Jacob Roelofs van Deventer (c. 1500/1505 in Kampen – 1575 in Cologne) was a Netherlandish cartographer of the Renaissance. He is today best known for his work in systematically cartographing all towns and cities of the Habsburg Netherlands of his time. Van Deventer was among the first to make systematic use of triangulation, a technique whose theory was described by Gemma Frisius, one of his teachers at the University of Leuven.
Biography
Little biographical information exists about Jacob van Deventer. His patronage would suggest he was Catholic. Despite his name, he was probably not born in Deventer, but in Kampen in the north of the Netherlands. His mother married a man called Roelof in Deventer in 1510, and Jacob probably grew up there. He first appears in the sources on 24 April 1520, when he enrolled at the University of Leuven under the name of "Jacobus de Daventria". On this basis, his date of birth is conjectured to have been around 1500–1505. In Leuven, Jacob's interests were first directed towards medicine and philosophy, but he then began to take an interest in geography and cartography. He later moved to Mechelen, from where in 1572 he relocated to Cologne to flee the upheavals of the Dutch Revolt against the Spanish rule. During his career as a cartographer in the Spanish royal service, he earned himself the title of "Imperial Cartographer" from emperor Charles V in 1540 (later changed to that of "Royal Cartographer", after the emperor's abdication in 1555).

● ● ● ●

**WORK TO COMPLETE**
List every city or town that the biography of Jacob van Deventer names as a place.

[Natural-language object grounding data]
● ● ● ●

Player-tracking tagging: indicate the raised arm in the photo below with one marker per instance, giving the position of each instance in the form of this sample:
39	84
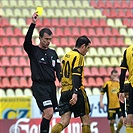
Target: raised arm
28	37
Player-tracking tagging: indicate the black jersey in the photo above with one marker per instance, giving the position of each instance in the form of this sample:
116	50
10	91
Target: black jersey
43	63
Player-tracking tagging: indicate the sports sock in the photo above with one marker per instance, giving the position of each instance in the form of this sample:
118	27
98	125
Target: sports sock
129	129
86	129
57	128
119	125
112	128
44	127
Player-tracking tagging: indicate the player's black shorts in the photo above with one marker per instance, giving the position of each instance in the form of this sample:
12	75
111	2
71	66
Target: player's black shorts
81	108
45	95
112	113
129	101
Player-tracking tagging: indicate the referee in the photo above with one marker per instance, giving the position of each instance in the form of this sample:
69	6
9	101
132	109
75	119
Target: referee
45	66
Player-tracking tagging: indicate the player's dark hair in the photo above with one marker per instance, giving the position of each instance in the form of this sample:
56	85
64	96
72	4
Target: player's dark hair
82	40
45	30
114	71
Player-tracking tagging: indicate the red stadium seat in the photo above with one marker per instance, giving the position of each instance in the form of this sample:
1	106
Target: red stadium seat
10	72
94	23
86	22
83	31
27	71
109	4
91	82
62	22
71	22
99	32
94	71
99	82
2	32
14	82
79	22
18	71
23	61
23	82
14	61
103	71
55	22
9	51
102	23
18	51
5	82
67	31
2	72
117	4
63	41
91	32
75	31
5	61
5	41
46	22
14	41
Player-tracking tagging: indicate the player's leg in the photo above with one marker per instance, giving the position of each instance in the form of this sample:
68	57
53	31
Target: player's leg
65	119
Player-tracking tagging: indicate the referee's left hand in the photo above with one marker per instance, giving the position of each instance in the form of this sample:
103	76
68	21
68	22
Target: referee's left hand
73	100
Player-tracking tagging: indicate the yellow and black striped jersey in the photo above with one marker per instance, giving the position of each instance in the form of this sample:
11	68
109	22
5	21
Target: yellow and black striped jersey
112	90
127	63
72	64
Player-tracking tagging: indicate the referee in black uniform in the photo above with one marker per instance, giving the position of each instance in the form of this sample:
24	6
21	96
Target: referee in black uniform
44	64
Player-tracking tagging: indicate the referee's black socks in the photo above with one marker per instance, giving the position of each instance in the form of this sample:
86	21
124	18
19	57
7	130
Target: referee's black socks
44	126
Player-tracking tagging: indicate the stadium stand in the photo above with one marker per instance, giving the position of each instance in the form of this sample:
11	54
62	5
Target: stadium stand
108	24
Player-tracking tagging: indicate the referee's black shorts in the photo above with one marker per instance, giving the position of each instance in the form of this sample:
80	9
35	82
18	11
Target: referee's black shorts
81	108
129	103
45	95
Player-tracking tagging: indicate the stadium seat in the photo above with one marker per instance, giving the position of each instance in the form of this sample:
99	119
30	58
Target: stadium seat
88	91
105	61
71	22
96	42
14	82
10	72
2	72
97	61
2	93
62	4
58	13
5	82
101	52
10	93
14	61
19	92
117	52
23	61
94	71
96	91
86	22
99	32
27	92
74	13
123	32
82	13
103	71
91	82
23	82
109	51
89	61
114	61
5	61
99	82
92	51
62	22
18	71
26	71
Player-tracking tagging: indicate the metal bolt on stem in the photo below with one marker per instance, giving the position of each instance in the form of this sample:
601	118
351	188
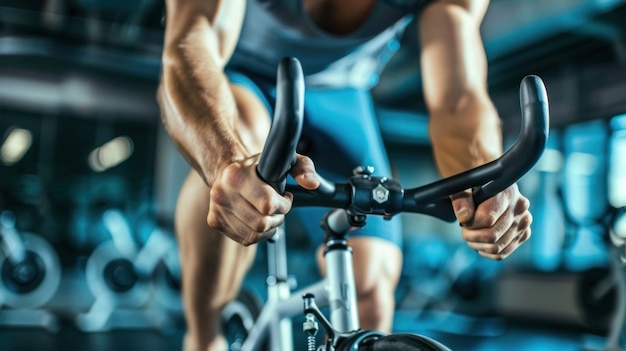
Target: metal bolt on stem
310	327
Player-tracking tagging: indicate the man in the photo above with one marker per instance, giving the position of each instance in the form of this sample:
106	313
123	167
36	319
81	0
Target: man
219	64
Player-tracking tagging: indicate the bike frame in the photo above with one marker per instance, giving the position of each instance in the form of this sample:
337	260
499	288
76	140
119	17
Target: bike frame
336	290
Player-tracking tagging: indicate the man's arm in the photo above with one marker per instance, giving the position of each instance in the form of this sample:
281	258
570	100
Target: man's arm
198	108
464	125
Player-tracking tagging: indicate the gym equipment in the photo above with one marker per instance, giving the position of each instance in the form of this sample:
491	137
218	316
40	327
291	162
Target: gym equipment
121	278
585	193
362	195
616	338
30	273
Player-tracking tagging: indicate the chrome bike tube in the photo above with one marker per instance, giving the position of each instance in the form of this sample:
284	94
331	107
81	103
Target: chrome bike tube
281	332
280	309
344	313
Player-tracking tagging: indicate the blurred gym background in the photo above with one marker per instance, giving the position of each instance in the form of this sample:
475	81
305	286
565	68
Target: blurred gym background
88	182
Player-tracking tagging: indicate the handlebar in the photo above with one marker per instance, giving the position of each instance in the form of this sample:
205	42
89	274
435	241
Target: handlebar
364	194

● ● ● ●

**RESULT BELOW**
Kampen, Cologne, Leuven, Deventer, Mechelen